> _Given passage_
================================

Mehemet Murat Idan (1965 -) Contemporary Turkish playwright, novelist and thinker.

In 1982 Idan was awarded first place by Ankara Private Yenisehir College.

Idan spent one year in English Preparatory School in Ankara (at the Middle East Technical University – METU). Then in 1983, he took courses from the Department of Electronics at METU Campus in Gaziantep city as a full-time student.

In 1988, Idan obtained B.Sc. degree in Economics with “Certificate of Honour” (at METU in Ankara). In the same year, he also obtained a Turkish Government Scholarship by the Ministry of Education for Master and Ph.D. degrees in European Union Economics.

In 1989, Idan spent 8 months in an Intensive French Course at “Centre Audio-Visuel de Langues Modernes” (CAVILAM) in Vichy – France.

================================

> _Data extract_

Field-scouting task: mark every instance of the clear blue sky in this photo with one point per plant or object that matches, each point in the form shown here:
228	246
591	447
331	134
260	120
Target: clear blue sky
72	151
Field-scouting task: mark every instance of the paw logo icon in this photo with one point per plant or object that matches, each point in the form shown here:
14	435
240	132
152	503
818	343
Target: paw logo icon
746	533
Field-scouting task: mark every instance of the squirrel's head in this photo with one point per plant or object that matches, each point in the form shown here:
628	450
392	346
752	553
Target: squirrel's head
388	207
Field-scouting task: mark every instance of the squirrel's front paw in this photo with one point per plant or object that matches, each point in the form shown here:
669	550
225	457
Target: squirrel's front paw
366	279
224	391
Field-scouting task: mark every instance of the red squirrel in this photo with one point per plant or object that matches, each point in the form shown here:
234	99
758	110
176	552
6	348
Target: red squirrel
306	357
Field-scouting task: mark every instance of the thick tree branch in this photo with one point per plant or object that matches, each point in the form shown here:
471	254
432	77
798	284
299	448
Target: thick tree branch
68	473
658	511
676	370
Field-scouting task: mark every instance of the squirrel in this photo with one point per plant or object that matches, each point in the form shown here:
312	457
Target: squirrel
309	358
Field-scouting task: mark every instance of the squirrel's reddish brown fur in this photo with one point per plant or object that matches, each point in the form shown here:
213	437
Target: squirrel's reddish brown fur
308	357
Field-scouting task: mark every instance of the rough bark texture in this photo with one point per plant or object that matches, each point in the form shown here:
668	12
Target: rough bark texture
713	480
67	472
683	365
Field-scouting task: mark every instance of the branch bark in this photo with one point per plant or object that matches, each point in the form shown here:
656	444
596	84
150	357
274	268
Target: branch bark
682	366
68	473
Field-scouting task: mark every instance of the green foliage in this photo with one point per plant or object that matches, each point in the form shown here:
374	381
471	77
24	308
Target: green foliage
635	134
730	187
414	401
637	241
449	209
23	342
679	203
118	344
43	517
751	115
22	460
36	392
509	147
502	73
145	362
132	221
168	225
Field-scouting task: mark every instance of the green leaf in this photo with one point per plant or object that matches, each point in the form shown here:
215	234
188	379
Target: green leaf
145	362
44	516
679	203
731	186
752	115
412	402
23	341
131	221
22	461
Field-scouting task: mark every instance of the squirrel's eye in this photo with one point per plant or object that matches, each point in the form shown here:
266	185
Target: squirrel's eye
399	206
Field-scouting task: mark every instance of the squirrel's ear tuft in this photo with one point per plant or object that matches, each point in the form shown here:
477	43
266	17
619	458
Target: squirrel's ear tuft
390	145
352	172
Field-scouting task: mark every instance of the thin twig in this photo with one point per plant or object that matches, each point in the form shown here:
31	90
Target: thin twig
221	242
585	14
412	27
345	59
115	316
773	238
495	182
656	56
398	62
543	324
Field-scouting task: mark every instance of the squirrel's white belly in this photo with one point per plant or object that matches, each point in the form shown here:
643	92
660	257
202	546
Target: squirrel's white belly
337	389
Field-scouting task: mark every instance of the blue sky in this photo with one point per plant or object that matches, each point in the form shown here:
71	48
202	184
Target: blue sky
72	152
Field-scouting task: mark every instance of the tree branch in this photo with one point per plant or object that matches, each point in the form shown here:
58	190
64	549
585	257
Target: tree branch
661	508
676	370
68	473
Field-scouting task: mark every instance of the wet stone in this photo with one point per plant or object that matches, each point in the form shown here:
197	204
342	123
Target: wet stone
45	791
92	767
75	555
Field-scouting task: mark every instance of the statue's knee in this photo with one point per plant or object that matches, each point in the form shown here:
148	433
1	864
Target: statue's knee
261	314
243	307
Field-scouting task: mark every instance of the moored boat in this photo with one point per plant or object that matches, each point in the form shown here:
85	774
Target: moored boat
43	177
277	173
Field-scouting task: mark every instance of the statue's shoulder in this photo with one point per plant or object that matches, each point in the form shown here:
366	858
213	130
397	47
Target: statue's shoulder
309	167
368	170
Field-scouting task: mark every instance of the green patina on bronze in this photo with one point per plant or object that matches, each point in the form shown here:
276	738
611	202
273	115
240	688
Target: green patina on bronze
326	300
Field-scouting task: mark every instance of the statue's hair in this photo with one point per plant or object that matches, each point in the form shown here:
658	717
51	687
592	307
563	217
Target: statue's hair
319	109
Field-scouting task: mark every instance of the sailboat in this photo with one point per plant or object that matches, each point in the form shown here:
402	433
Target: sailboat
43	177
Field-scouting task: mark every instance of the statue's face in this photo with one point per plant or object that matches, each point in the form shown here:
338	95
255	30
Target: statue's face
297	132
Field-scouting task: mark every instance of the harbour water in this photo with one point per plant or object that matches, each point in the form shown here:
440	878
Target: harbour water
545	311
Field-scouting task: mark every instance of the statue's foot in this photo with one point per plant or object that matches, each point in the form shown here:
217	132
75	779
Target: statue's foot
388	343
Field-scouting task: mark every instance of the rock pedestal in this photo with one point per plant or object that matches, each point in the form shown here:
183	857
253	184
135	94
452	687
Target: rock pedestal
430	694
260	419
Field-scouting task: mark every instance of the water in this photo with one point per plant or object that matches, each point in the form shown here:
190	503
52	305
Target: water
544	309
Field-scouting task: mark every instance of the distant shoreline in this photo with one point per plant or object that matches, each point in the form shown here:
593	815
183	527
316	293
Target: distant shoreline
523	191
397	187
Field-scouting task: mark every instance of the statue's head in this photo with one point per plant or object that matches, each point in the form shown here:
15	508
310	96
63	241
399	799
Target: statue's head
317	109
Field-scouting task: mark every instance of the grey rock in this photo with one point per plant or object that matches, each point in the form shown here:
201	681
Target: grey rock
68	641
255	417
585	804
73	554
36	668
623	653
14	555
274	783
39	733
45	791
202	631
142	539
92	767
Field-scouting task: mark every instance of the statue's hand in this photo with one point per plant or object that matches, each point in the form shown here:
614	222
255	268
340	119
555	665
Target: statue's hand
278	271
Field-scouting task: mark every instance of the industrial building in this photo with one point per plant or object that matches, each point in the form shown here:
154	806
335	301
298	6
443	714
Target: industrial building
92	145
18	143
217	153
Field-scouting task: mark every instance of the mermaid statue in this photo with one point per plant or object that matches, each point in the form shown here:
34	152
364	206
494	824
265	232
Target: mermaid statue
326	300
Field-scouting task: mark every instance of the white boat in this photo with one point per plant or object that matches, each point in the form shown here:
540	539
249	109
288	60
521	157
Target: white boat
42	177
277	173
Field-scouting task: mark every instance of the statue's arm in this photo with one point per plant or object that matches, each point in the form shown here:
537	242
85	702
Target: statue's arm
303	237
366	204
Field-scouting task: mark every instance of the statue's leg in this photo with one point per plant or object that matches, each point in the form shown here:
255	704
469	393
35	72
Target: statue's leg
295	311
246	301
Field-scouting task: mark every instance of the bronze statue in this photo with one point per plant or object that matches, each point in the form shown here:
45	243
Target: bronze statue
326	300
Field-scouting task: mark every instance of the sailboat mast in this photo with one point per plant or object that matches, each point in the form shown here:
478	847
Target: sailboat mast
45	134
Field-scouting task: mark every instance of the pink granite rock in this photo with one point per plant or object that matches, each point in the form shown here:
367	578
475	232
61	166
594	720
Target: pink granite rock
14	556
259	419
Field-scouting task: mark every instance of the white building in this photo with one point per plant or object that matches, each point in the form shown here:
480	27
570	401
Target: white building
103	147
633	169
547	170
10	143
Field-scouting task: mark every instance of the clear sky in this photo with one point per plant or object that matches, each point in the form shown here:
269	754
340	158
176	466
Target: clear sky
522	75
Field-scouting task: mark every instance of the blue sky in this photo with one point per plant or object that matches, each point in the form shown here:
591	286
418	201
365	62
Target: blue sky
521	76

================================

> _Set task 1_
Write down every year that the biographical sketch of Mehemet Murat Idan mentions, in the order in which they appear.
> _Set task 2_
Carry on the biographical sketch of Mehemet Murat Idan, starting right after its last sentence.

> _Exercise output 1_
1965, 1982, 1983, 1988, 1989

> _Exercise output 2_
In 1990, Idan took courses in Money-Finance and Banking as a full-time student at the University of Louis-Pasteur (ULP) in Strasbourg-France. In the same year, he took advanced courses in English for 6 months, at the Cambridge Centre for Languages in Cambridge – England.

In 1991, Idan was awarded a Master of Arts degree in Economics from the University of Essex in England.

In 1997, he was awarded the Doctor of Philosophy degree in Economics by the University of Essex.

Literary Career

Idan’s literary career started in 1993 with a poetry book called Bright Candles; it was written in English in England and published in Turkey in 1995.

In 1997, a poem from this book was published in the Georgian Blue Poetry Anthology.

Between the years 1993 – 1998, Idan did not write anything literary. In 1998, he wrote stories for 6 months.

In 1999, he left the world of economics.

From 2000 onwards, Idan commenced writing plays and became a professional writer.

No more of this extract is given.